_Exercise instructions:_ Extract every row below verbatim, leaving the pictures out of the output.
** START OF Data to use **
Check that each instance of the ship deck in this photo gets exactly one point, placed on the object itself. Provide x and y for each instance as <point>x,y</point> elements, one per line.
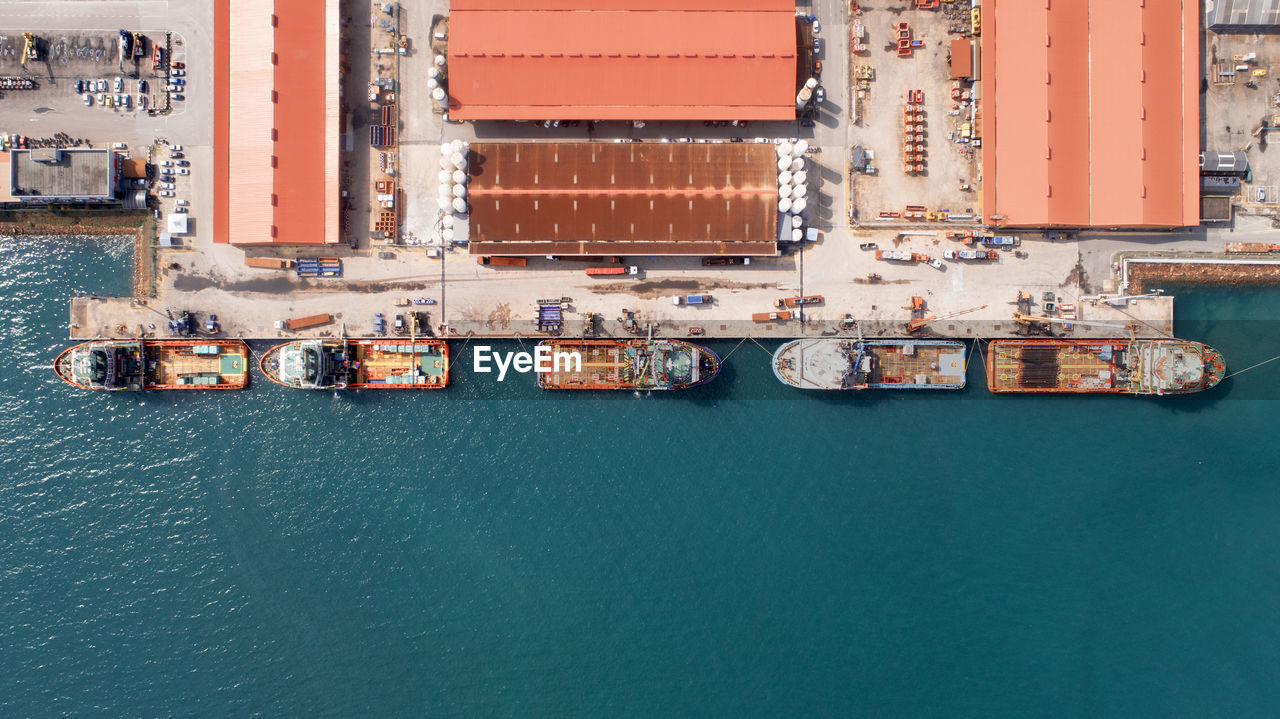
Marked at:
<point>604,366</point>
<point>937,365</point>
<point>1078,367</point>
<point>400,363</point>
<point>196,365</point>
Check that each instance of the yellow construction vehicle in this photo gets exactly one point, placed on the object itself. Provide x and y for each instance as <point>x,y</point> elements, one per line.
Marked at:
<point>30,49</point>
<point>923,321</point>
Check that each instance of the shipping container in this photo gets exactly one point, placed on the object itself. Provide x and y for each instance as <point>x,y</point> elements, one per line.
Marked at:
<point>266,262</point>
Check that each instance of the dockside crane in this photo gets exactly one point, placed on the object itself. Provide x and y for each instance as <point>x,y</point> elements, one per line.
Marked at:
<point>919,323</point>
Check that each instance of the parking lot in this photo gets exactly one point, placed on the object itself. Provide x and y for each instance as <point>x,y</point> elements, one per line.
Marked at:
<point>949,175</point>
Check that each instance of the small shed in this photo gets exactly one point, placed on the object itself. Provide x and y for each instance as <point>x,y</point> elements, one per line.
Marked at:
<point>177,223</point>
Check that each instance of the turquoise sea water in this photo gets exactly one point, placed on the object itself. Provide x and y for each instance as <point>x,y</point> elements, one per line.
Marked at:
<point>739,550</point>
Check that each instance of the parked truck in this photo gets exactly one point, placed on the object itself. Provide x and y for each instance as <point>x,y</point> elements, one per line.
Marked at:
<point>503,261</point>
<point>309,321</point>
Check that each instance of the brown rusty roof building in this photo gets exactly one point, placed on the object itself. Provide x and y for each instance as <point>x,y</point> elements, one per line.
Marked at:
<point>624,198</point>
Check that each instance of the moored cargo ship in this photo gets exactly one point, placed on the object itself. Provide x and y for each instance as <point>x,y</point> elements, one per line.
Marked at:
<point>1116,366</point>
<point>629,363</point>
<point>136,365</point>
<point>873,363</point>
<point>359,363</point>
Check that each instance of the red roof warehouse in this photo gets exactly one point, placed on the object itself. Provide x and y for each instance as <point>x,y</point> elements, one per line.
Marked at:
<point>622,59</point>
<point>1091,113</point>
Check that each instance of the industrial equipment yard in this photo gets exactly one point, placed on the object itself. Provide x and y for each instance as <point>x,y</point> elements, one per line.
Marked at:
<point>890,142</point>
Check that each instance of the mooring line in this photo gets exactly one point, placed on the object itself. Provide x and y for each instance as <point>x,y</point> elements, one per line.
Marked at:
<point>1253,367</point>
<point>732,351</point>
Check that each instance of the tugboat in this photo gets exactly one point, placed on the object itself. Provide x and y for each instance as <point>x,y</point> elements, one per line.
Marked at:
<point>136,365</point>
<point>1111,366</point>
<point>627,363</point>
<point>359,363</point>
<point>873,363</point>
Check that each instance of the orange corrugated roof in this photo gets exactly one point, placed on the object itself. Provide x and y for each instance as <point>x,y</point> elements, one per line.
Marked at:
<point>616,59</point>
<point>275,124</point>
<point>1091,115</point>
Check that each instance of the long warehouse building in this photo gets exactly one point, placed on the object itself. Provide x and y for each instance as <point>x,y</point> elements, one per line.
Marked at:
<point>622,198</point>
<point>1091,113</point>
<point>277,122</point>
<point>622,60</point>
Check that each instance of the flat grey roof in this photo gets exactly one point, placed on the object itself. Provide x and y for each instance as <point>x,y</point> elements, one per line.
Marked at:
** END OF Data to use **
_Task response:_
Check that each instance of the ship deck in this photo gets exactly one point, placed on the object itself. Provide x and y for each instance as <point>x,y</point> elements, one per line.
Marked at:
<point>604,366</point>
<point>937,365</point>
<point>1078,367</point>
<point>400,363</point>
<point>196,365</point>
Check that each instance of the yellow construction vehicle in this photo gets exactly one point, placed on the object itself. Provide x and y for each instance as <point>x,y</point> elements, one per line.
Marked at:
<point>30,49</point>
<point>923,321</point>
Check that each instance of the shipping container in this photo gets exactly one point, placed on the object itself. Provide x and y for each instance as <point>x,y</point> elements, one per line.
Marked at:
<point>266,262</point>
Check that each instance of the dockside crane in this photo gets exactly one point, placed on the object itself. Provide x and y for each instance as <point>x,y</point> elements, one per line.
Marked at:
<point>919,323</point>
Check that each instance of the parking lot in this photo gets exactly one point, placed on the object itself. Provide x and y for each instance as <point>x,y</point> elements, one per line.
Marked at:
<point>949,175</point>
Check that each instance of the small shed in this photo gets exactly one point, placed on the object itself. Provide x and y for each instance as <point>x,y</point> elements, one per line.
Marked at:
<point>177,223</point>
Check that each instance of the turquoise sea water in this photo gets exactly one point, placed on the object itself. Provide x and y for each instance as <point>x,y</point> elements, one per line.
Marked at:
<point>739,550</point>
Check that each instance of the parked truck in this photo gets exactly one point, placed on the object itself. Provide x and y for each instance as <point>x,y</point> elements, one per line.
Marked at:
<point>503,261</point>
<point>309,321</point>
Check that each instance of the brown rusty roof building in this photo gets exactly one point, placed on the object itself. Provide x and y for each instance as <point>x,y</point> elements, one per line.
Marked at:
<point>624,198</point>
Check that each instance of the moored cargo ship in this photo gets exactly one point, placed on the object itself. Provide x and y for each instance as <point>x,y</point> elements, one per line.
Marked at:
<point>1116,366</point>
<point>629,363</point>
<point>136,365</point>
<point>873,363</point>
<point>359,363</point>
Check that each instance of the red roof warehouse in this photo gets exactly one point, placed on the object itself. Provide x and y for each instance as <point>x,y</point> elements, one per line.
Marked at:
<point>622,59</point>
<point>1091,113</point>
Check that each instance of the industrial equipment yard in this photo gets exactly one point, placed on the object itself. Provide x and y for each instance as <point>x,y</point> elements, one per line.
Marked at:
<point>890,142</point>
Check that each instance of the mooring line in this photo gets exactly one point, placed on the object itself. Provide x and y for each instance as <point>x,y</point> elements, one per line.
Marked at:
<point>1253,367</point>
<point>732,351</point>
Check that each instance of the tugboat in this photo gets exactly one point, placed on the object itself. Provide x and y for each instance as <point>x,y</point> elements, one per line.
Marked at:
<point>136,365</point>
<point>1111,366</point>
<point>627,363</point>
<point>359,363</point>
<point>873,363</point>
Check that each instance of the orange corrugated roof in this photo gets exactly one point, placed on the object itself. Provide x and y for each instance as <point>x,y</point> elements, one per line.
Marked at:
<point>616,59</point>
<point>275,124</point>
<point>1091,115</point>
Check that each instance of the long warehouse building in this photo gets exactly one point, placed on the object itself. Provide x and y for each instance as <point>x,y</point> elements, one per line.
Marked at:
<point>622,198</point>
<point>1091,113</point>
<point>277,122</point>
<point>622,60</point>
Check that each instance of the flat grey roof in this photo gets exactly one point, placed on the object itself. Provide x and y for each instance as <point>x,y</point> elements, one per line.
Marked at:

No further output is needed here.